**Work to be completed:** Reproduce every line of the rows below verbatim, omitting the pictures from your output.

(Pointing and labeling rows)

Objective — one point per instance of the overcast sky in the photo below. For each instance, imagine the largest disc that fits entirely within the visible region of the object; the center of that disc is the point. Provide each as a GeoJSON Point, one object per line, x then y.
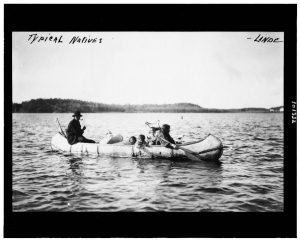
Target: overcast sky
{"type": "Point", "coordinates": [211, 69]}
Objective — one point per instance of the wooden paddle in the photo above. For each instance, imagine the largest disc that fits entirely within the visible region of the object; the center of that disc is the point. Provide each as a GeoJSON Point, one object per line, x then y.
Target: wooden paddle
{"type": "Point", "coordinates": [190, 154]}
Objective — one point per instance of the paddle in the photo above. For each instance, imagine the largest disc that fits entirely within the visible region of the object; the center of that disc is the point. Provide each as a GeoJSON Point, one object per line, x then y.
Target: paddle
{"type": "Point", "coordinates": [61, 130]}
{"type": "Point", "coordinates": [188, 153]}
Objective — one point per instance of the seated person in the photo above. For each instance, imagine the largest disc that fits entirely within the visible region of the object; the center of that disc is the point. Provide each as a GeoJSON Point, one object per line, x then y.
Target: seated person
{"type": "Point", "coordinates": [74, 131]}
{"type": "Point", "coordinates": [132, 140]}
{"type": "Point", "coordinates": [152, 137]}
{"type": "Point", "coordinates": [163, 138]}
{"type": "Point", "coordinates": [141, 141]}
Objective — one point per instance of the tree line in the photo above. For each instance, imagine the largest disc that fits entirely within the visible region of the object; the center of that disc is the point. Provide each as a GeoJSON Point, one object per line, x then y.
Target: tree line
{"type": "Point", "coordinates": [57, 105]}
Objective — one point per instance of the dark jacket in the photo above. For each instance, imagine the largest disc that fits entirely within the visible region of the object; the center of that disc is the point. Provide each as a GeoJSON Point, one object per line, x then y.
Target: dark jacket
{"type": "Point", "coordinates": [165, 136]}
{"type": "Point", "coordinates": [74, 131]}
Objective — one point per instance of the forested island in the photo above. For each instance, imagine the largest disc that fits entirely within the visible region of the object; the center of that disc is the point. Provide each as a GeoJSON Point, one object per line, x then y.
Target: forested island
{"type": "Point", "coordinates": [70, 105]}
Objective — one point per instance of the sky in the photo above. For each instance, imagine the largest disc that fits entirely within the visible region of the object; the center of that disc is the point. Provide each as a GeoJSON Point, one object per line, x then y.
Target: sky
{"type": "Point", "coordinates": [210, 69]}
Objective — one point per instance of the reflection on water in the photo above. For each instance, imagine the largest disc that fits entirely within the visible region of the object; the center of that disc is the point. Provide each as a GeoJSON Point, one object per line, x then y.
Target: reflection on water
{"type": "Point", "coordinates": [248, 177]}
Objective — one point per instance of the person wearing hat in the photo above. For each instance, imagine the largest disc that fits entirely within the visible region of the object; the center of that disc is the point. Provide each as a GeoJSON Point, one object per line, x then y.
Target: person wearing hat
{"type": "Point", "coordinates": [163, 137]}
{"type": "Point", "coordinates": [74, 131]}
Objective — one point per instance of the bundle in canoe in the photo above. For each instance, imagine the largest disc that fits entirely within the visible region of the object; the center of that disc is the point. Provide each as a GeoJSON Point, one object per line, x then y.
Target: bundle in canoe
{"type": "Point", "coordinates": [207, 149]}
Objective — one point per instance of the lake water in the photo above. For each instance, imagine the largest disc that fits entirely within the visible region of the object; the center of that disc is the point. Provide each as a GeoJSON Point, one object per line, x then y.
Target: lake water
{"type": "Point", "coordinates": [248, 177]}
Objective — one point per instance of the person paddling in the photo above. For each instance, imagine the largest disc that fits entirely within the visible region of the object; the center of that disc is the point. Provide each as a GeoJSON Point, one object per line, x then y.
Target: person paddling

**The completed task:**
Objective — one point per instance of the overcast sky in the photo below. For each instance, imagine the largest disc that fits entirely within the visible region of the object; the center of that disc is the point. Provide each as a GeoJSON Point, one object per line, x then y.
Target: overcast sky
{"type": "Point", "coordinates": [211, 69]}
Objective — one point per instance of the wooden paddle in the photo above. For each instance, imagine the largest disc that fits entirely within the visible region of the object; the center of that disc is the point. Provide each as a GeoJSON Point, one object per line, x then y.
Target: wooden paddle
{"type": "Point", "coordinates": [190, 154]}
Objective — one point per instance of the paddle in the photo above. For each instance, imagine the largest disc that fits entirely within the visible region of the object; the center of that disc is the point. Provide each as a GeoJSON Point, one object per line, x then y.
Target: paddle
{"type": "Point", "coordinates": [61, 130]}
{"type": "Point", "coordinates": [188, 153]}
Objective — one point per instance of the seated person in the photo above. For each instance, imagine the largest disc that fits entirely within the visible region of the object; the center of that disc is the point. Provide each as a GeoJSON Point, one object per line, x then y.
Target: seated person
{"type": "Point", "coordinates": [74, 131]}
{"type": "Point", "coordinates": [132, 140]}
{"type": "Point", "coordinates": [152, 137]}
{"type": "Point", "coordinates": [163, 138]}
{"type": "Point", "coordinates": [141, 141]}
Objective — one point per instance of the tree line in the photo above. For each instance, imagine the largest disc that fits entirely within the visible region of the object; the center of that disc is the point. Provide each as a GeoJSON Point, one object per line, x then y.
Target: tree line
{"type": "Point", "coordinates": [57, 105]}
Objective — one point per instance of the dark jacket in the photo above. For each instance, imagine the largest disc that fits entirely within the visible region of the object; the center of that disc is the point. Provide each as a GeoJSON Point, one object per line, x then y.
Target: dark jacket
{"type": "Point", "coordinates": [165, 136]}
{"type": "Point", "coordinates": [74, 131]}
Objective — one point per instance of the forested island in the photo above. For each instance, imagine the largest disc that fits entirely within the visible region of the object; the center of that disc is the point. Provide each as a GeoJSON Point, one object per line, x then y.
Target: forested island
{"type": "Point", "coordinates": [70, 105]}
Objective — one point per instance of the sky in the photo above. For each instance, imagine the largest disc that fits entirely within the visible region of the object; the center of that disc is the point. Provide each as a GeoJSON Point, one object per line, x then y.
Target: sky
{"type": "Point", "coordinates": [210, 69]}
Objective — one point per instance of the reflection on water in the photo above. For each instance, imagine the largest disc that fits entirely within the visible region of the object; the center of that disc is the point. Provide each as a GeoJSON Point, one object per line, x then y.
Target: reflection on water
{"type": "Point", "coordinates": [248, 177]}
Objective — one point per instance of the person wearing hat in the photo above. For each instance, imagine the largest disc that fits entirely within the visible region of the object; the center of that disc is the point. Provide each as a GeoJSON Point, one object per line, x then y.
Target: person wearing hat
{"type": "Point", "coordinates": [163, 137]}
{"type": "Point", "coordinates": [74, 131]}
Objective — one point per instance of the bundle in canoe in the photo above. For each instance, imagine the largest disc that fits entirely within the visible region of the object; the center of that disc is the point. Provide each as a GeoJSON Point, one object per line, x then y.
Target: bundle in canoe
{"type": "Point", "coordinates": [207, 149]}
Objective — one point per instance of the lake water in the photo above. For each instance, imagine the largest disc that fits entirely within the visible region of the object; the center of that disc is the point. Provide each as a GeoJSON Point, one object per line, x then y.
Target: lake water
{"type": "Point", "coordinates": [248, 177]}
Objective — one point per instance of the person paddling in the photo above. For each instance, imagine the largest disc that fits entirely within the visible region of the object; the center of that disc is the point. Provide each as a GeoJSON Point, one object per line, x then y.
Target: person paddling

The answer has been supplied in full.